* **AUFGABEN**:
A - Wann erschien laut dem Textauszug über die Zeitung Kaweh deren erste Ausgabe?
B - Schreiben Sie den Textauszug über die Zeitung Kaweh im Anschluss an seinen letzten Satz weiter.

* **TEXTAUSZUG**:
In dieser Zeit erhielt Seyyed
Hassan Taghizadeh, ein aktiver Freiheitskämpfer der
konstitutionellen Revolution, der sich gerade in den USA aufhielt, eine
Einladung der deutschen Regierung. Im Berlin wollte man sich mit ihm
beraten, wie man die imperialistischen Bestrebunhen der Engländer
und Russen eindämmen könnte. Zusammen mit anderen in Europa
ansässigen Iranern gründete Taghizadeh das " Komitee des
iranischen Nationalisten " . Als Forum für die Verbereitung ihrer
politischen Ziele publizierten sie eine Zeitung unnter dem Namen
"Kaweh", deren erste Ausgabe am 24. Januar 1916 in Berlin erschien.
Diese Zeitung
bestand meist aus acht seiten, manchmal war ihr Umfang auch etwas
größer.
In den ersten Vier Jahren war
sie ein überwiegend politisches Magazin, das die
Deutsch-Osmanische Allianz gegen Rußland und England
unterstützte. Berichte von den Kriegsschauplätzen sowie
Artikel über die Hintergründe der Russischen und englischen
Politik Im Nahen osten, besonders im Iran, dominierten die Zeitung. Mit
der Zeit wurden auch Artikel über iranische Literatur
veröffentlicht. Die wichtigsten Mitarbeiter von Kaweh waren,
Taghizadeh, Mohammad Ghazvini und Jamalzadeh. weiterhin gaben Seyyed
Abolhassan Alavi, Vater des Bozorg Alavi, Ebrahim Pourdawood, Hossein
Kazemzadeh-Iranschahr, Reza Tarbiat,
Taherzadeh Behzad, Esmail Amirkhisi und Abolhassan Hakimi wichtige
Impulse
für die inhaltliche Gestaltung der Zeitung. Sie alle waren
später wichtige Politiker oder machten sich als
Literaturwissenschaftler einen
Namen. Auch bekannte deutsche Orientalisten wirkten bei der Kaweh
Berlin
mit, darunter Wilhelm Litten.

* **GESAMMELTE DATEN**:
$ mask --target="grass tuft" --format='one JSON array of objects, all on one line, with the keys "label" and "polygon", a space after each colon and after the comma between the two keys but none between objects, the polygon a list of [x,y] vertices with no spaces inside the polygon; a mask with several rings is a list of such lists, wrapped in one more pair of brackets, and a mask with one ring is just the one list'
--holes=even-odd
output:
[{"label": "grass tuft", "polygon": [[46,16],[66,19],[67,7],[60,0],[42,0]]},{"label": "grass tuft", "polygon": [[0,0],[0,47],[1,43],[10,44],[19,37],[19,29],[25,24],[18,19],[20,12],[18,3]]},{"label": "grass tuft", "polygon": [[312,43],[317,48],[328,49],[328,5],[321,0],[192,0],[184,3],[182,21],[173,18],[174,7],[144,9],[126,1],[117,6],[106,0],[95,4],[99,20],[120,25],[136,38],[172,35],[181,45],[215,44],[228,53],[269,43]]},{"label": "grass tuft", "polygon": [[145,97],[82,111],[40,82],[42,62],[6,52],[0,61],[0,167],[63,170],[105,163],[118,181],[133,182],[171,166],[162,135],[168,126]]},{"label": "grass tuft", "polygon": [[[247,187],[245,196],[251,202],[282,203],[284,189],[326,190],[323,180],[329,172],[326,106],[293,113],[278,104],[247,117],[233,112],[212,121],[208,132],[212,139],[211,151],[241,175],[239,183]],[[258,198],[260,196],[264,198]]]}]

* **ANTWORTEN**:
A - Die erste Ausgabe erschien am 24. Januar 1916 in Berlin.

B -
1920 veröffentlichte Kaweh
unter dem Titel " persische Bibliographie " eine umfassende Auflistung
europäische Bücher über den Iran. Kaweh berlin druckte
nun auch neben den
politischen und literarischen Artikeln Berichte über
Aktivitäten,
Veranstaltungen, Festen von Iranern in Berlin.
Man gründete einen
Deutsch-Iranischen Verein, dem sich viele deutsche Orientalisten und
Iraner anschlossen. Der Verein veranstaltete u.a. Diskussionsabende zu
verschiedenen Themen in Bereich Literatur und Wissenschaft. Nach dem
Ende des ersten Weltkriegs und der
Niederlage Deutschlands waren die politischen Aktivitäten der
Iraner lahmgelegt. Die Zeitung Kaweh setzte ihren Schwerpunkt nun auf
Literatur und Gesellschaft, es erschienen Artikel über neueste
Forschungen zu
persische Literatur und Sprache. Dennoch wurden auch kritische Artikel
und
Dokumente über die Politik der Briten und Russen abgedruckt. Bei
mancher
dieser Artikel handelte es sich um Übersetzungen von deutschen
Orientalisten
und Iran-Experten. Der Zeitungsgründer seyyed Hassan Taghizadeh
bekam
von der iranischen Regierung den Auftrag, mit den Russen ein neues
Handels-
und Zollabkommens zu verhandeln und verließ Berlin.
Die letzte Ausgabe von Kaweh
Berlin erschien am 30. März 1922. Die Zeitung mußte aus
finanziellen
Gründen eingestellt werden, da es den Haruagebern nicht gelungen
war,
neue Geldquellen zu beschaffen. Prof. Edwar Brown schrieb hierzu: "das
ist
ein großer Verlust für die Iranisten".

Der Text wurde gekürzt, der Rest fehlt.